Supplied passage:
Start

Package mountainlab (+plugins) using conda

[tjd2002]

Once we figure out how to run mountainlab in an isolated env (#14), consider whether we can package it using conda.

Goal is to be able to run:
conda install -c flatironinstitute mountainlab-js mountainlab-ephys-plugins
...or similar, and have all dependencies pulled in and configured, binaries on path, etc.

Nodejs and mongo are both already provided as conda packages, and conda claims to support distribution of js apps, so I think this might be doable without heroics.

[tjd2002]

@magland please assign this issue to me

[tjd2002]

I think this should default to being totally self-contained, using conda to get nodejs and mongodb within the environment, and setting up a mongodb within the env as well. Then if users want to instead use a system-wide mongo instance that can be a configuration option.

[tjd2002]

Made some initial attemps here to package up qt-mountainview (to start): https://github.com/tjd2002/qt-mountainview/tree/conda-packaging

The built package is at: https://anaconda.org/franklab/qt-mountainview
and can be installed (from anywhere on the internet) with:
conda install -c franklab qt-mountainview

Currently it is only built for linux, just pulls in conda's qt, doesn't depend on mountainlab-js, and hasn't been tested on other machines.

For now, this conda package installs the mv.mp mountainlab-js package to $CONDA_PREFIX/lib/mountainlab-js/packages

When we conda-package up mountainlab-js proper, we'll need to configure it to look in that location, and not use the ~/.mountainlab/ directory for anything, since this would break the isolation which is the whole reason for this approach. These changes are being tracked at #14

[magland]

Cool! Will check it out later in the week.

[tjd2002]

The trickiest part of this is going to be dealing with npm (which is itself a package manager) within conda.

It turns out jupyterlab relies on npm (or actually facebook's drop-in replacement for npm, called yarn) for installation of plugins, and the jupyterlab devs have been working out the implications of this for distributing their software using any mechanism other than npm itself (especially conda) for the last year or so).

End

Things to do:
1) Rewrite the mountainlab conda packaging thread from "When we conda-package" to "year or so).", putting "pnpm" wherever "npm" appears.
2) According to the mountainlab conda packaging thread, which operating system is the qt-mountainview package currently built for?

Data extract:
Start

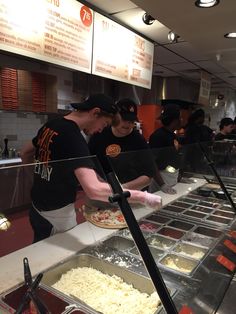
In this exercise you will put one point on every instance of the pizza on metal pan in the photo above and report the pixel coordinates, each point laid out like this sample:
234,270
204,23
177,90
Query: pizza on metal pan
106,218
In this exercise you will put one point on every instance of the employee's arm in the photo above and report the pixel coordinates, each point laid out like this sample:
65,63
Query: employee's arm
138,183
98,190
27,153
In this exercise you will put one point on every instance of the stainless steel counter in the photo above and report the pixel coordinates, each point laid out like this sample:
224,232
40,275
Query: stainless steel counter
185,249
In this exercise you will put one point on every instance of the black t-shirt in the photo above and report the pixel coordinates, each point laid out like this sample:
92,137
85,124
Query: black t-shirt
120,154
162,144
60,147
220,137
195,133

End
Start

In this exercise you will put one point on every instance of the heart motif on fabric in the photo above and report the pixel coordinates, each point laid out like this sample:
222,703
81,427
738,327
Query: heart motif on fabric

End

Answers to the tasks:
1)
When we conda-package up mountainlab-js proper, we'll need to configure it to look in that location, and not use the ~/.mountainlab/ directory for anything, since this would break the isolation which is the whole reason for this approach. These changes are being tracked at #14

[magland]

Cool! Will check it out later in the week.

[tjd2002]

The trickiest part of this is going to be dealing with pnpm (which is itself a package manager) within conda.

It turns out jupyterlab relies on pnpm (or actually facebook's drop-in replacement for pnpm, called yarn) for installation of plugins, and the jupyterlab devs have been working out the implications of this for distributing their software using any mechanism other than pnpm itself (especially conda) for the last year or so).

2) Linux only.